[START DOCUMENT PASSAGE]

First the HDR issue.
For this panorama, all renderings of this image (Panorama editor,
preview, HDR image and tonemapped) show horizontal bands from the
centre of the shot toward the right of the image. Stitched for LDR
TIFF images.
Images:
Tonemapped with PTGui
http://i198.photobucket.com/albums/aa290/rich_the_stitch/Pano%20projects/SydneyBotanical-manualexposureadjustment.jpg
Tonemapped with Luminance
http://i198.photobucket.com/albums/aa290/rich_the_stitch/Pano%20projects/Tonemappedwithlines.jpg
Project File: [will post shortly]

Secondly the quality issue:
At Christmas I shot an LDR panorama of Christmas lights.
In the Panorama editor it looks excellent - well aligned, nice color,
nice contrast, exposures and vignetting seem perfect.

[END DOCUMENT PASSAGE]

GIVEN EXERCISE 1
List each rendering of the image that, according to the panorama stitching post, shows horizontal bands.
GIVEN EXERCISE 2
Write the next few sentences of the panorama stitching post, picking up after its final line.

[START EXTRACTED RECORDS]

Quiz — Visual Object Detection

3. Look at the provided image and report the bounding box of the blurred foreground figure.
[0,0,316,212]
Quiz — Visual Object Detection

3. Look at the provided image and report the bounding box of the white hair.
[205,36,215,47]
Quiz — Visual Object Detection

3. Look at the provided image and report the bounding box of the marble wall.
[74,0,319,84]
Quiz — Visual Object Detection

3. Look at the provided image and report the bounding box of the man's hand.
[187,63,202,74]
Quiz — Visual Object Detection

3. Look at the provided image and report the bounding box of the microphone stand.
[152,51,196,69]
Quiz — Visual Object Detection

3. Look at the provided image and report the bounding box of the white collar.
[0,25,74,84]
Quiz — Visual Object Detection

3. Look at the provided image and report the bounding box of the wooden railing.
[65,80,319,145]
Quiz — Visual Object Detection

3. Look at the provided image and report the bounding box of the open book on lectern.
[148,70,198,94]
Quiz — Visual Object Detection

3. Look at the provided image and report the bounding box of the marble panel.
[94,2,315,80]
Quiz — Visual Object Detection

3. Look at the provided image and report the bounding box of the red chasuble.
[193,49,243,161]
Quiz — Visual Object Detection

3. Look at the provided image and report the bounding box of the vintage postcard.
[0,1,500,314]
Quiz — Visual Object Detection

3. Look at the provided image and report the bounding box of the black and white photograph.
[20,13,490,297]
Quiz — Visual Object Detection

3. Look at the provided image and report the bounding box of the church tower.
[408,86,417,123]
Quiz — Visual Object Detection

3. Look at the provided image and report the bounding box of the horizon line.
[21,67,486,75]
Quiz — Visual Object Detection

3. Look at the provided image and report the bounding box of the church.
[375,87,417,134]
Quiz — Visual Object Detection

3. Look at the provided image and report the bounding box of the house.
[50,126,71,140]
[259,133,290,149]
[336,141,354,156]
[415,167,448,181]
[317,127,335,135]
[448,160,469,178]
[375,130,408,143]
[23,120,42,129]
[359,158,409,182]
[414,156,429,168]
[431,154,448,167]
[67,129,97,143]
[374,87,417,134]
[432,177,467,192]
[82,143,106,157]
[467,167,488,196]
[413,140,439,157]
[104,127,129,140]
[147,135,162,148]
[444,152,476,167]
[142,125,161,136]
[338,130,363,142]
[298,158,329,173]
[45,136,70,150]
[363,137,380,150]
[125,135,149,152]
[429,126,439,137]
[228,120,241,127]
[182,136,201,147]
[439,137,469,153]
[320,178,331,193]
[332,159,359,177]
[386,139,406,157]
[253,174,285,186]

[END EXTRACTED RECORDS]

RESULT 1
Panorama editor, preview, HDR image, tonemapped

RESULT 2
http://i198.photobucket.com/albums/aa290/rich_the_stitch/Pano%20projects/Previewpane.jpg

However when I preview or stitch the results are inferior as good e.g.
noise, a red/orange color cast in the sky, sky is the wrong exposure.
http://i198.photobucket.com/albums/aa290/rich_the_stitch/Pano%20projects/Liam-Ct-CPsnoisy.jpg

Despite 2 hours experimenting with different settings for exposure,
colour balance, response curve and so forth I can't recreate the
quality of the Panorama editor screen.
Advice sought please.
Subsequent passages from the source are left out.